WORK TO DO:
- A) According to the entry on the 2013 film Struggle, who was the film's cinematographer?
- B) Reproduce the part of the entry on the 2013 film Struggle between "Struggle is a" and "million in China.", inclusive.

- Film poster
- Traditional Chinese: 上位
- Simplified Chinese: 上位
- Hanyu Pinyin: Shàngweì
- Directed by: Guan Xiaojie
- Written by: Guan Xiaojie
- Produced by: Gu Fangfang Wang Helin Zhu Wenting Wang Zi
- Starring: Zhao Yihuan Wen Zhuo Hu Yue Wen Mengyang You Yitian Ruo Qi
- Cinematography: Zhong Shuo
- Edited by: He Jianyu
- Music by: Lü Liusheng
- Production companies: GEABIES Bale Beijing Youyuan Film and Television Company
- Release date: 28 February 2013 (China);
- Running time: 93 minutes
- Country: China
- Language: Mandarin
- Box office: ¥200 million

= Struggle (2013 film) =

Struggle is a 2013 Chinese teen film directed and written by Guan Xiaojie, starring Zhao Yihuan, Wen Zhuo, Hu Yue, Wen Mengyang, You Yitian, and Ruo Qi. Within a month the film grossed ¥200 million in China.

EXCERPTED DATA:
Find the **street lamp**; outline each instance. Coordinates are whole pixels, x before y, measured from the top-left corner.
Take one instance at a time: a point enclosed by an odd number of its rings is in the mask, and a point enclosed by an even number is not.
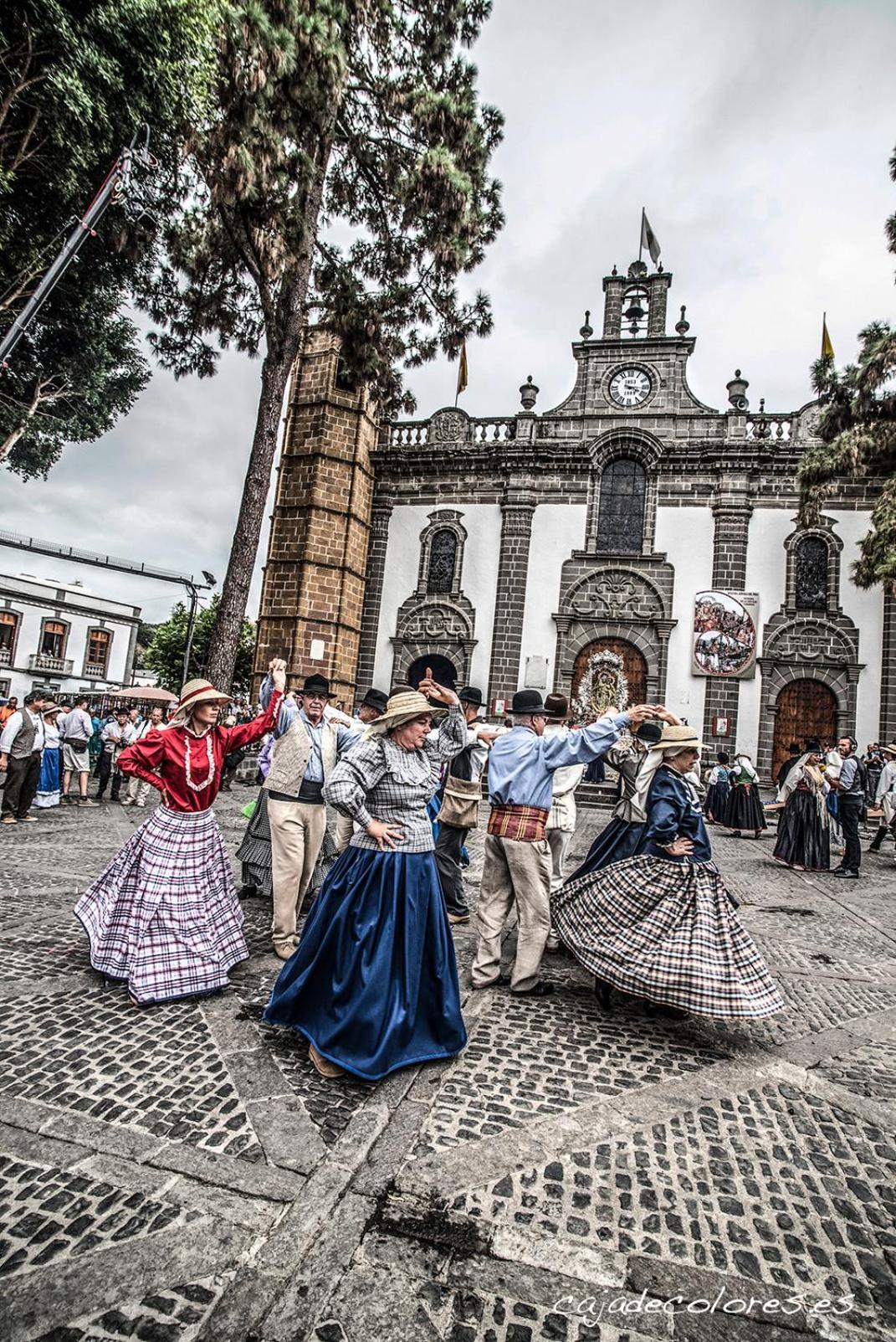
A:
[[[197,586],[194,582],[184,582],[184,586],[189,592],[189,616],[186,619],[186,647],[184,648],[184,675],[181,679],[182,684],[186,684],[186,680],[189,678],[189,656],[190,652],[193,651],[193,633],[196,632],[196,607],[199,605],[200,589],[203,592],[211,592],[211,589],[217,585],[215,581],[215,576],[209,573],[208,569],[203,569],[203,577],[205,578],[207,586],[201,586],[201,584]]]

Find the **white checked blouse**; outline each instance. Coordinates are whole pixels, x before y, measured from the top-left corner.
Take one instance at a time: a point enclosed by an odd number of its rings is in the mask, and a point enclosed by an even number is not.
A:
[[[361,825],[353,848],[378,848],[366,827],[372,820],[401,825],[398,852],[433,848],[427,803],[436,794],[441,768],[467,745],[467,722],[452,705],[435,738],[421,750],[402,750],[389,737],[362,739],[339,760],[323,788],[325,801]]]

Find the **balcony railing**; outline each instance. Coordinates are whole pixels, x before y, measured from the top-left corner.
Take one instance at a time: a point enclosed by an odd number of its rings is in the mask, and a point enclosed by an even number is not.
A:
[[[32,652],[28,658],[30,671],[52,671],[54,675],[71,675],[74,663],[68,658],[51,658],[47,652]]]

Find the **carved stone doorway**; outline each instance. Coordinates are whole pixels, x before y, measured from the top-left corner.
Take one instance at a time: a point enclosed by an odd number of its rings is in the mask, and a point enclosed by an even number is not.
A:
[[[771,776],[778,777],[791,741],[803,750],[813,737],[825,747],[837,739],[837,696],[822,680],[791,680],[775,701]]]
[[[574,698],[578,692],[582,676],[587,670],[589,659],[596,652],[616,652],[617,656],[622,658],[622,670],[629,684],[629,703],[644,703],[647,696],[647,662],[638,648],[633,643],[629,643],[628,639],[596,639],[594,643],[585,644],[575,658],[571,696]]]
[[[427,667],[432,671],[436,684],[444,684],[448,690],[456,687],[457,668],[453,662],[449,662],[441,652],[427,652],[408,667],[408,684],[412,684],[414,690],[425,676]]]

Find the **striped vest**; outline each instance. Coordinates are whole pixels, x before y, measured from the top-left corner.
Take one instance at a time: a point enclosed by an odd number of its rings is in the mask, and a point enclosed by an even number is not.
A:
[[[321,738],[325,782],[337,762],[338,739],[335,722],[325,722]],[[284,792],[287,796],[298,797],[310,758],[311,737],[302,718],[296,717],[290,730],[274,746],[271,770],[264,780],[264,786],[270,792]]]

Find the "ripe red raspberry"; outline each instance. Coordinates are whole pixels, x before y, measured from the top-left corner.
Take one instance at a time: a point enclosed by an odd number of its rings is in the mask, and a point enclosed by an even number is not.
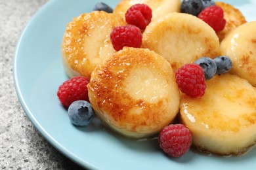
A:
[[[206,89],[203,69],[197,64],[188,63],[175,72],[180,90],[191,97],[203,96]]]
[[[87,84],[89,81],[84,76],[73,77],[58,87],[57,96],[61,104],[68,107],[77,100],[89,101]]]
[[[133,25],[116,27],[110,34],[114,48],[119,51],[124,46],[140,48],[142,41],[140,29]]]
[[[159,134],[160,148],[173,157],[180,157],[190,148],[192,137],[183,124],[171,124],[165,127]]]
[[[125,20],[128,24],[137,26],[140,29],[145,29],[150,23],[152,10],[146,4],[135,4],[131,6],[125,13]]]
[[[212,5],[203,9],[198,17],[208,24],[216,33],[222,31],[226,25],[224,12],[221,7]]]

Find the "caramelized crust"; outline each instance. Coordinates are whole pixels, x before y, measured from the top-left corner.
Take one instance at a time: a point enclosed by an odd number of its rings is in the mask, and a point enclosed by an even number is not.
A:
[[[70,77],[90,79],[96,66],[116,52],[110,35],[116,26],[125,25],[120,17],[103,11],[83,14],[70,22],[62,42],[62,59]]]
[[[125,48],[93,72],[88,85],[97,116],[121,134],[140,138],[171,123],[179,104],[173,71],[161,56]]]
[[[221,43],[221,54],[232,60],[230,73],[256,86],[256,21],[244,24],[229,33]]]
[[[246,22],[243,14],[232,5],[223,2],[215,2],[216,5],[221,7],[224,10],[224,18],[226,20],[226,26],[223,31],[217,33],[220,42],[224,39],[227,34],[235,29],[237,27]]]
[[[236,75],[207,81],[205,95],[181,95],[181,117],[200,152],[241,155],[256,141],[256,89]]]

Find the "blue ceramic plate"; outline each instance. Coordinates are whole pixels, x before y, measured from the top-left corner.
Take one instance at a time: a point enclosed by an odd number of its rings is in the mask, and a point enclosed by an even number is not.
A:
[[[256,19],[256,1],[224,1],[239,8],[248,21]],[[114,7],[118,1],[106,3]],[[68,79],[61,60],[66,24],[92,10],[96,1],[51,0],[33,17],[18,42],[14,78],[20,103],[41,134],[63,154],[89,169],[254,169],[256,149],[239,158],[206,156],[189,151],[169,158],[156,140],[134,141],[102,129],[73,126],[60,105],[56,92]]]

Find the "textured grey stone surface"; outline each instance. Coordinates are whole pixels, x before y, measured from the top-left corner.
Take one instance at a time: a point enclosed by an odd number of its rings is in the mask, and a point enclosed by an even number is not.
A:
[[[16,44],[47,0],[0,0],[0,169],[83,169],[54,148],[20,105],[12,78]]]

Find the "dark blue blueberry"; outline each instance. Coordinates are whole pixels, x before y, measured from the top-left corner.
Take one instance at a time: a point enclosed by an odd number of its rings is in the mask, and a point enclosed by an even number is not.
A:
[[[78,100],[68,107],[68,114],[73,124],[87,126],[93,120],[95,112],[88,101]]]
[[[203,9],[213,5],[216,5],[215,2],[212,0],[202,0],[202,2],[203,3]]]
[[[217,74],[224,74],[232,68],[231,59],[227,56],[219,56],[213,59],[217,65]]]
[[[97,3],[95,4],[95,7],[93,8],[93,10],[103,10],[108,13],[112,13],[113,9],[104,3]]]
[[[198,16],[203,10],[202,0],[183,0],[181,3],[181,12]]]
[[[200,58],[196,61],[195,63],[198,64],[203,68],[205,80],[209,80],[215,75],[217,65],[211,58],[207,57]]]

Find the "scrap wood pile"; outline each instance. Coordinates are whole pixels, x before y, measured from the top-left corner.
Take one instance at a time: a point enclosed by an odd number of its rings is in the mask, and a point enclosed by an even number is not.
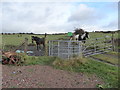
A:
[[[20,65],[22,63],[21,57],[15,52],[3,52],[2,53],[2,64]]]

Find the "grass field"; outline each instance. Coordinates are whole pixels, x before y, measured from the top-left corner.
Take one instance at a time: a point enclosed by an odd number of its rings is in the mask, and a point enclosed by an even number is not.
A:
[[[101,38],[103,36],[111,36],[111,34],[107,33],[90,33],[90,39],[95,39],[95,38]],[[34,36],[39,36],[39,37],[44,37],[44,35],[34,35]],[[31,43],[31,35],[22,35],[22,37],[18,37],[18,35],[2,35],[2,43],[1,45],[13,45],[13,46],[18,46],[22,42],[24,42],[25,37],[28,38],[28,42]],[[47,41],[49,40],[57,40],[59,38],[65,38],[69,39],[69,37],[66,35],[48,35],[47,36]],[[118,38],[118,34],[115,33],[114,38]],[[109,53],[111,56],[108,57],[106,55],[95,55],[95,57],[109,61],[114,64],[118,64],[118,59],[117,59],[117,53]],[[96,74],[98,77],[102,78],[105,81],[105,85],[103,87],[105,88],[117,88],[118,87],[118,67],[113,67],[110,65],[107,65],[103,62],[97,62],[93,61],[90,58],[86,58],[85,63],[80,63],[79,61],[75,62],[64,62],[63,60],[57,58],[57,57],[49,57],[49,56],[42,56],[42,57],[35,57],[35,56],[22,56],[24,62],[24,65],[35,65],[35,64],[40,64],[40,65],[51,65],[54,68],[57,69],[63,69],[63,70],[68,70],[72,72],[83,72],[88,75],[90,74]],[[55,64],[54,62],[59,62],[62,64]]]
[[[95,38],[101,38],[104,36],[112,36],[112,34],[109,33],[90,33],[90,39],[95,39]],[[31,36],[33,35],[27,35],[23,34],[22,37],[18,37],[17,34],[15,35],[2,35],[2,43],[3,45],[20,45],[22,42],[24,42],[25,37],[28,38],[28,42],[31,43]],[[44,37],[44,35],[34,35],[38,37]],[[65,35],[47,35],[46,40],[57,40],[59,38],[66,38],[69,40],[69,37],[67,37],[67,34]],[[118,33],[114,34],[114,38],[118,38]]]
[[[101,78],[105,84],[103,88],[118,88],[118,67],[110,66],[103,62],[94,61],[90,58],[75,58],[74,60],[62,60],[58,57],[49,56],[22,56],[23,65],[50,65],[56,69],[71,72],[82,72],[88,76],[95,74]]]

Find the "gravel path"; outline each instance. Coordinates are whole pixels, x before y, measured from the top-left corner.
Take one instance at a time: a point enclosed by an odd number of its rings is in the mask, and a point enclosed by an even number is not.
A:
[[[95,88],[104,84],[95,75],[88,77],[42,65],[2,65],[2,75],[2,88]]]

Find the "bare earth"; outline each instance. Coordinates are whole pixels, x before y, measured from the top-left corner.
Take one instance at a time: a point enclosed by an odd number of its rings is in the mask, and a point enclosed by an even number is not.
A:
[[[95,88],[104,84],[95,75],[88,77],[42,65],[2,65],[2,76],[2,88]]]

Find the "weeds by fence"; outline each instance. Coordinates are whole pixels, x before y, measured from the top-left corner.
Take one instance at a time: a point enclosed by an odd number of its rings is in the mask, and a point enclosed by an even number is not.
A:
[[[58,56],[61,58],[73,58],[74,56],[91,56],[114,50],[112,38],[106,36],[104,38],[96,38],[82,41],[49,41],[49,56]]]

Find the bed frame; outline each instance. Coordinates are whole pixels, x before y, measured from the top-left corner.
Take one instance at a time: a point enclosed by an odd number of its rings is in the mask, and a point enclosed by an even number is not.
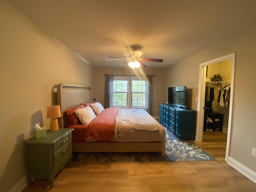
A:
[[[80,85],[60,84],[57,87],[57,104],[62,116],[59,127],[66,127],[64,112],[81,103],[92,101],[91,88]],[[160,142],[73,143],[74,152],[160,152],[165,155],[165,140]]]

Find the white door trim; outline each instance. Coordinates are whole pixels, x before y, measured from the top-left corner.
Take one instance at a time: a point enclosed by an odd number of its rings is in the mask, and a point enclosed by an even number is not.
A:
[[[199,72],[199,84],[198,86],[198,102],[197,107],[197,120],[196,141],[202,142],[203,140],[203,132],[204,131],[204,99],[205,97],[205,84],[206,76],[206,66],[214,63],[231,59],[232,60],[231,69],[231,86],[230,89],[230,102],[228,114],[228,136],[227,138],[227,146],[226,151],[226,161],[228,161],[229,156],[229,147],[230,146],[230,137],[231,132],[232,122],[232,112],[233,107],[233,97],[234,92],[235,63],[236,53],[234,52],[222,57],[217,58],[200,64]]]

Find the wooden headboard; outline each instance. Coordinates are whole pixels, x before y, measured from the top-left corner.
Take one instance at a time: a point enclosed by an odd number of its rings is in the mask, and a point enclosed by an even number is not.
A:
[[[57,103],[60,107],[61,117],[58,118],[59,127],[65,128],[66,115],[68,109],[81,103],[92,101],[90,87],[69,84],[58,84],[57,86]]]

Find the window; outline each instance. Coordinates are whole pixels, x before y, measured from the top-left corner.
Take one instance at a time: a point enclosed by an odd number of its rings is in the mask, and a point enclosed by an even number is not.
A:
[[[145,107],[145,80],[132,80],[132,106]]]
[[[114,80],[113,89],[113,106],[128,106],[128,81]]]
[[[113,85],[113,106],[145,108],[144,78],[115,76]]]

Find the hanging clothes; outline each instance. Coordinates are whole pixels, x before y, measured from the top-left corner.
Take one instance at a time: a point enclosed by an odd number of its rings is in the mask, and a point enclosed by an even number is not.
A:
[[[214,100],[214,88],[213,87],[211,87],[210,88],[209,98],[210,101]]]

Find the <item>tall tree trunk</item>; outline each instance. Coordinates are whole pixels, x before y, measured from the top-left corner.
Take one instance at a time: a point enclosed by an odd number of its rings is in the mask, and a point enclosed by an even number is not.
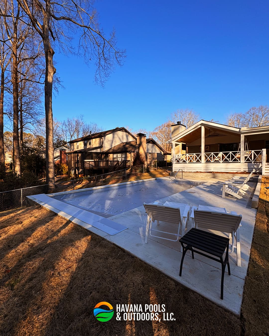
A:
[[[19,116],[18,106],[18,64],[17,56],[16,28],[14,29],[12,44],[12,86],[13,94],[13,170],[18,175],[21,175],[19,139]]]
[[[53,76],[56,69],[53,65],[54,51],[48,39],[43,41],[46,61],[45,80],[45,111],[46,115],[46,178],[47,183],[54,183],[54,145],[53,143],[53,118],[52,96]]]
[[[1,69],[1,84],[0,88],[0,178],[5,176],[5,152],[4,150],[4,69]]]
[[[20,95],[20,141],[21,143],[21,152],[22,153],[23,153],[23,91],[22,87]]]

THE REPLIES:
- A) Zhong Shuo

- B)
Struggle is a 2013 Chinese teen film directed and written by Guan Xiaojie, starring Zhao Yihuan, Wen Zhuo, Hu Yue, Wen Mengyang, You Yitian, and Ruo Qi. Within a month the film grossed ¥200 million in China.